===== Ausgewählte Textstelle
Erschienen in Ausgabe: No 88 (06/2013) | Letzte Änderung: 25.05.13 |
von Guido Horst
Nördlich von Rom, an den Berghängen rund um das in einem fruchtbaren Tal
gelegene Städtchen Rieti, weisen Straßenschilder auf vier kleine Heiligtümer
hin. Es sind vier Orte, an denen Franz von Assisi zu Beginn des dreizehnten
Jahrhunderts eine gewisse Zeit verbracht hat, nachdem er mit einigen Gefährten
seine Heimatstadt in Umbrien verlassen hatte. Poggio Bustone: eine kleine
Einsiedelei an einer schroffen Felswand, in die sich die „Büßer von Assisi“ mit
Franziskus an der Spitze zurückgezogen hatten, als sie überhaupt nicht mehr
wussten, wie es weitergehen soll. Den Franziskaner-Orden, eine Regel oder
Niederlassungen gab es da noch nicht. Greccio: Die Stätte des beginnenden
franziskanischen Lebens, wo Franziskus das Krippenspiel erfand. Noch heute ist
die kleine Zelle zu sehen, in der der Ordensgründer auf einem Steinblock
schlief. La Foresta: Eine Steinhöhle, in die sich der kranke Franziskus
zurückzog, weil seine Augen kein Licht mehr vertragen konnten. Und Fontecolombo
im Westen Rietis, wo Franz in einer Felsspalte die Ordensregel niederschrieb,
die Papst Honorius III. dann im Jahr 1223 billigen sollte, drei Jahre, bevor
der „poverello“, der „kleine Arme Gottes“ schließlich starb. Wer Franziskus
romantisieren will und aus ihm einen friedliebenden Naturmenschen und
sonnenbesingenden Freund aller Tiere macht, verkennt, wofür das Leben des
heiligen Ordensgründers aus Assisi wirklich steht: für die Radikalität des
Evangeliums. Nicht für Umsturz und Revolution. Sondern für ein Gleichwerden mit
Jesus Christus, dem Fleisch gewordenen Sohn. Für ein demütiges Mitleiden, das
aus der Gnade Gottes lebt. Wofür übrigens Papst Franziskus ein sinnfälliges Zeichen
setzte, als er sich am Wahlabend auf der Loggia des Petersdoms vor der Menge
auf dem Petersplatz lange verbeugte, während diese auf seine demütige Bitte hin
um den Segen Gottes für ihn betete.
==========
===== Erfasste Daten
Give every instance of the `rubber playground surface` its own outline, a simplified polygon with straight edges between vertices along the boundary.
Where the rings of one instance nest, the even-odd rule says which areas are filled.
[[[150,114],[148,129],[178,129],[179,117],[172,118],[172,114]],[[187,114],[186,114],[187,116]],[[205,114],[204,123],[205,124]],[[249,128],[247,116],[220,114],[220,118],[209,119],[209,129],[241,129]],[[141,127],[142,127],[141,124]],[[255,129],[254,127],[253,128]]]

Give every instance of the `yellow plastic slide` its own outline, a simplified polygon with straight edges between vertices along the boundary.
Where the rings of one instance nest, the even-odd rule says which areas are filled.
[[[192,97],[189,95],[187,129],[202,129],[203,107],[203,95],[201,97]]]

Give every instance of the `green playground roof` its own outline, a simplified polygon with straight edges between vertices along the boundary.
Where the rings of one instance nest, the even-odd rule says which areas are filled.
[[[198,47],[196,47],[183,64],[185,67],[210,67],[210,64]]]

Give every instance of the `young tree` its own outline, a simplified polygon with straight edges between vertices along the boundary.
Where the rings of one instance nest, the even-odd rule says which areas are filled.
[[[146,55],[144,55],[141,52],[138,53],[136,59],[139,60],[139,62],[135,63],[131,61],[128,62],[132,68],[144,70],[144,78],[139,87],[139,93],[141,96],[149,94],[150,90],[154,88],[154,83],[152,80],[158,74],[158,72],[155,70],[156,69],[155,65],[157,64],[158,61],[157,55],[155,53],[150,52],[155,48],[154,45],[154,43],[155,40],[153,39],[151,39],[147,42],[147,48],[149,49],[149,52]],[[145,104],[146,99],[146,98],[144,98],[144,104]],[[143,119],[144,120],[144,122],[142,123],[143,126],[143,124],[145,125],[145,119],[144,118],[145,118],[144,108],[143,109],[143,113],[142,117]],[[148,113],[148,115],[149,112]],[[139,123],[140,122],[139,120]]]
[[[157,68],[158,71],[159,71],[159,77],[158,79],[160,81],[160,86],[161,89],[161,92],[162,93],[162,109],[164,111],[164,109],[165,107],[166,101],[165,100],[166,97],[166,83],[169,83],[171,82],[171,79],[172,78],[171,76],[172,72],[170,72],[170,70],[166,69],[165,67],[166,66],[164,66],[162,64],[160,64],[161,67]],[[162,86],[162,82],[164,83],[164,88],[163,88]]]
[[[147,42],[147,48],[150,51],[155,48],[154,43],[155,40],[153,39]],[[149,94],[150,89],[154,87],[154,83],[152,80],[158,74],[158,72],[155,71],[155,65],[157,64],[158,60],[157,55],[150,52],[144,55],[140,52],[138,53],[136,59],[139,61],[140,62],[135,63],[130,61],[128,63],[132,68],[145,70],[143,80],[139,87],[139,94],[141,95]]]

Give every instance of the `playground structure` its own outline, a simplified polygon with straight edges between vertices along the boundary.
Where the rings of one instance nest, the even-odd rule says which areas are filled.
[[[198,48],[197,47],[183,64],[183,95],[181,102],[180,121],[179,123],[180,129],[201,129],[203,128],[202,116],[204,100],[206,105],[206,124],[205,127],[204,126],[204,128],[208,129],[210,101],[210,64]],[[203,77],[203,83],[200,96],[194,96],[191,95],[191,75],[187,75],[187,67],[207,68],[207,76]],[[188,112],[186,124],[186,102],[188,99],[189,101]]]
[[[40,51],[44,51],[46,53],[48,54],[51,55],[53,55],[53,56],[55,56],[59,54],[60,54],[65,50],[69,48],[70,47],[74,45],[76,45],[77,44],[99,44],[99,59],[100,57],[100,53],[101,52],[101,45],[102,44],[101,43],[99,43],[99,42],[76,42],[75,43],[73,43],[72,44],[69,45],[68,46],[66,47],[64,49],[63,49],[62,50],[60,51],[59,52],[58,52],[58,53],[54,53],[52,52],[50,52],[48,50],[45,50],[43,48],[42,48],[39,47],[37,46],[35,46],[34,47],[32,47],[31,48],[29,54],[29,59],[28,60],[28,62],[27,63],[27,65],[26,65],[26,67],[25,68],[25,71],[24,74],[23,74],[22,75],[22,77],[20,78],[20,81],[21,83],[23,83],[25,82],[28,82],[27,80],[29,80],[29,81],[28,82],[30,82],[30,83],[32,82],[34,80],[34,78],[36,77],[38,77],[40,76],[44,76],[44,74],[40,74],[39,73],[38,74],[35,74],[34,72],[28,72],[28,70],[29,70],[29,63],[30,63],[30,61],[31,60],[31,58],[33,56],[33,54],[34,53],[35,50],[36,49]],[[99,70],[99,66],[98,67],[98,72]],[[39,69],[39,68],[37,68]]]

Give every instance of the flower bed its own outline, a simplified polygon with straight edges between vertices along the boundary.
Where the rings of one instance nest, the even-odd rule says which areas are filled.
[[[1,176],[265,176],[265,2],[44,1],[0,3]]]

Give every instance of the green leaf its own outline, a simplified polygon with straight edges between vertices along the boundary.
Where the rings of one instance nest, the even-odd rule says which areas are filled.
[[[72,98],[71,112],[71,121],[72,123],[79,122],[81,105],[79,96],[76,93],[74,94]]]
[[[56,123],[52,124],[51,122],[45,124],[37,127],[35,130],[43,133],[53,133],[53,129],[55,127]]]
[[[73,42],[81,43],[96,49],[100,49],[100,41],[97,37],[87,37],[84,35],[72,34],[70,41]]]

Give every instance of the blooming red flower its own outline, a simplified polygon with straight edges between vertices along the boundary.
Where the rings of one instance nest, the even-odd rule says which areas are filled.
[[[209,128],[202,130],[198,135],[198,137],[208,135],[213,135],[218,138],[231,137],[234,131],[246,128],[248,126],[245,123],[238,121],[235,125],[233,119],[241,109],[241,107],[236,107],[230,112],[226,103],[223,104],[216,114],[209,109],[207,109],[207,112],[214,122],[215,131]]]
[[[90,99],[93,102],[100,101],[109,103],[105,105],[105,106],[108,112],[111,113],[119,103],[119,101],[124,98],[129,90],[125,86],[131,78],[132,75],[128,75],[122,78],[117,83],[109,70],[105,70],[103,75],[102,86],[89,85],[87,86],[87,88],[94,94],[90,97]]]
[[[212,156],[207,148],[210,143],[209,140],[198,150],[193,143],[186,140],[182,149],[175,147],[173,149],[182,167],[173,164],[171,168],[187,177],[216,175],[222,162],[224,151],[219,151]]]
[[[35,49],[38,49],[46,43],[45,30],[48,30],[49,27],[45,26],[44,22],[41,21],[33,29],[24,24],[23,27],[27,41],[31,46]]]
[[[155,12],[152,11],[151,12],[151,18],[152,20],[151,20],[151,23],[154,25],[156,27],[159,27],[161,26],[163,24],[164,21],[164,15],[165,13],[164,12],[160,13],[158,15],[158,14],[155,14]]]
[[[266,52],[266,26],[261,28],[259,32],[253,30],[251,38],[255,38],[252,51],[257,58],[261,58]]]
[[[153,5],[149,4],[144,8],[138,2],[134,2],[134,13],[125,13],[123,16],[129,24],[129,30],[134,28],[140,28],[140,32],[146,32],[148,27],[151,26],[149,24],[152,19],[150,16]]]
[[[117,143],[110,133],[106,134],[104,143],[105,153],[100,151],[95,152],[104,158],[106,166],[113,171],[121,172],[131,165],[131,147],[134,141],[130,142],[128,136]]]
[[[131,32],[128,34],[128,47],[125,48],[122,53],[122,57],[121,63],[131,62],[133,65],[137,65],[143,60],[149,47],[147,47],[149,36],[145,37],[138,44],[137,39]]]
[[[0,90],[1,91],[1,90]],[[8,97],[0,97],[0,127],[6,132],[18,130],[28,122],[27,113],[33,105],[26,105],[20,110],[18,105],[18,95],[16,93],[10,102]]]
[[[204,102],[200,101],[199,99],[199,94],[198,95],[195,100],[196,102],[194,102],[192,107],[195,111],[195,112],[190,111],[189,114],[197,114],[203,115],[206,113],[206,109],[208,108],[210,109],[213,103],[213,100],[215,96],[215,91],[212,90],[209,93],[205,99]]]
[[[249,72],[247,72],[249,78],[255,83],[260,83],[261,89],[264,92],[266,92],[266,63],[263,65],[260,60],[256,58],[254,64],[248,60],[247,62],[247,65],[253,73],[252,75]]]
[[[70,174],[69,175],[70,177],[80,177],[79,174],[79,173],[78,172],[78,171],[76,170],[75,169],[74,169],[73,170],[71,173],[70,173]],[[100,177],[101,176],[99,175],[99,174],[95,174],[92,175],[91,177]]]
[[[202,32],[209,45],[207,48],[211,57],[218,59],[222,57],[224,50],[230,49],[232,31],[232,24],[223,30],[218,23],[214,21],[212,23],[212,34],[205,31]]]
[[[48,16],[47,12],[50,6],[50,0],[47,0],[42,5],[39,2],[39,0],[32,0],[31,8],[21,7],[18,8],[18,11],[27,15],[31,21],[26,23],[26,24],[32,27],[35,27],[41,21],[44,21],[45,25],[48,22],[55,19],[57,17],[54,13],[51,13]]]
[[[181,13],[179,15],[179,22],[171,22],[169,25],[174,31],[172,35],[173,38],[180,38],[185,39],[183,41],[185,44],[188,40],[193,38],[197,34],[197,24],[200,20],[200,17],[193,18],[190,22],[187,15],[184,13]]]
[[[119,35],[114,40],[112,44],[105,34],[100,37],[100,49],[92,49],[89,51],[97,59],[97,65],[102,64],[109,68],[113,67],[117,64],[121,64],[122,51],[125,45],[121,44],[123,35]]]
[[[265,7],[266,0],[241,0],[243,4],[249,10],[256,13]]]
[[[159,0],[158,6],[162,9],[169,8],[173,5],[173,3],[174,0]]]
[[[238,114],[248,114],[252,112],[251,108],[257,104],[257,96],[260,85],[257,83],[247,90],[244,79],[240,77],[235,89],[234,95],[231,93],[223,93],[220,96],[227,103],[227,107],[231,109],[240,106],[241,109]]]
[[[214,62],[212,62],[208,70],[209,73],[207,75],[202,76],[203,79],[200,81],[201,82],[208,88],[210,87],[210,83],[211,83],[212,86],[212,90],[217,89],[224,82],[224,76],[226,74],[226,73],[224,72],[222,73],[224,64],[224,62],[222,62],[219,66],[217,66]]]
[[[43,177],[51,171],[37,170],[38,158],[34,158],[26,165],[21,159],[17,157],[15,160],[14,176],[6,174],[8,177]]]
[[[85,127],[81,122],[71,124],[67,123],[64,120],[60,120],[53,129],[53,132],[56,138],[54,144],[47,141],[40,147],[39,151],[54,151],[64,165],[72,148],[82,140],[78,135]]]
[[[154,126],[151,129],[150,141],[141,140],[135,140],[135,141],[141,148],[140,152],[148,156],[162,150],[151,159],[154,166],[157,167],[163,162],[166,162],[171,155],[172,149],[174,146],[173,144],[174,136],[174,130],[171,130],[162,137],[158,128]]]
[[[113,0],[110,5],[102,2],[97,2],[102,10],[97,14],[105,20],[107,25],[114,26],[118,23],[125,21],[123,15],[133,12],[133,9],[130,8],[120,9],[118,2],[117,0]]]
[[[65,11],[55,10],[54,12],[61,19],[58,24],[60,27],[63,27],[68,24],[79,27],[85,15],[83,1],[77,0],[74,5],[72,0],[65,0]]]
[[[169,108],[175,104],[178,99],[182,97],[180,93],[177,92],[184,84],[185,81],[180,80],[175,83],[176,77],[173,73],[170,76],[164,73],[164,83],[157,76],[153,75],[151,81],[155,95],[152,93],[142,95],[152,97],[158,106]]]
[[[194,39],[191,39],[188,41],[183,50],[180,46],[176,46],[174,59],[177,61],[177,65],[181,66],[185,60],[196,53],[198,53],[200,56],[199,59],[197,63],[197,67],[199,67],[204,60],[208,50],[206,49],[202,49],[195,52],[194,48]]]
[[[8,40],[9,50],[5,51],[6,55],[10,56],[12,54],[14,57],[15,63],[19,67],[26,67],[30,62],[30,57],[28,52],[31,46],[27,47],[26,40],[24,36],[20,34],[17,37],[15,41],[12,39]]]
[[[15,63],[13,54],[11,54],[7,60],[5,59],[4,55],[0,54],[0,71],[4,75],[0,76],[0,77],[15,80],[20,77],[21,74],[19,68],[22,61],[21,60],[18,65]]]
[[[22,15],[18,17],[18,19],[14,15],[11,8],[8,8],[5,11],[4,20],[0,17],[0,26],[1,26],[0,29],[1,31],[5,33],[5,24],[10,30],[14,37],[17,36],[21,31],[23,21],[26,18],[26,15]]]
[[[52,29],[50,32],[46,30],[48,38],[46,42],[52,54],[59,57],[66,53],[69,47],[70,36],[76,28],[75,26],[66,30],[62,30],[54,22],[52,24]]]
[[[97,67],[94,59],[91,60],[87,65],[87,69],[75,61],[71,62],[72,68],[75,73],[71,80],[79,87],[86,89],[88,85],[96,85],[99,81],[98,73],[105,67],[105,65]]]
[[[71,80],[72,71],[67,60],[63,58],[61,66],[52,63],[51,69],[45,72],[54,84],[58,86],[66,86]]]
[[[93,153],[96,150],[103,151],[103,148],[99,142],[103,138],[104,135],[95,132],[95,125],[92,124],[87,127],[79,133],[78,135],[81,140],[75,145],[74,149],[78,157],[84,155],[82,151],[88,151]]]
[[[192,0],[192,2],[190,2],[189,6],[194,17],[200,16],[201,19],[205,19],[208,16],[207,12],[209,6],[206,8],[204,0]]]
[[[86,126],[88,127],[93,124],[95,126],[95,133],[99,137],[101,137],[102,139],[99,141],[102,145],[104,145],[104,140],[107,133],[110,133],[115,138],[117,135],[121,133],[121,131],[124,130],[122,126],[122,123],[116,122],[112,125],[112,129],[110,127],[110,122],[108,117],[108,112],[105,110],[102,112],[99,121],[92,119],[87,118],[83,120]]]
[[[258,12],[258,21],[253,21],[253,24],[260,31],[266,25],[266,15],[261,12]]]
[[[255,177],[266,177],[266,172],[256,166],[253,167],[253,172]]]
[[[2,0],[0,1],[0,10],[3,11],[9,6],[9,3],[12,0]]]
==========
● Aufgabe
Setzen Sie den Text über Franz von Assisi im Anschluss an seinen letzten Satz fort. Die Liste steht in keinem Zusammenhang mit dem Text über Franz von Assisi.

● Die Antwort
Im Kloster von Greccio kann man auch die Zelle sehen, die der heilige
Bonaventura bewohnte. Man könnte Bonaventura als das theologische Scharnier
zwischen Papst Benedikt und seinem Nachfolger Franziskus bezeichnen. Der große
Lehrmeister Joseph Ratzingers war der siebte Generalminister des
Franziskanerordens und hat Franz von Assisi umfassend ausgedeutet – nicht nur
bei der Leitung seines Ordens. Es ging damals um den Neuaufbau der Kirche,
ausgehend von der Botschaft des Evangeliums. Und darum geht es auch heute. Das
war das Kernanliegen Benedikts XVI. und Papst Franziskus setzt es fort, das
zeigen schon seine ersten Katechesen während der Generalaudienz. Die Kirche
darf nicht um sich selber kreisen, sondern muss hinaus zu den Leuten, bis an
die Grenzen der menschlichen Existenz.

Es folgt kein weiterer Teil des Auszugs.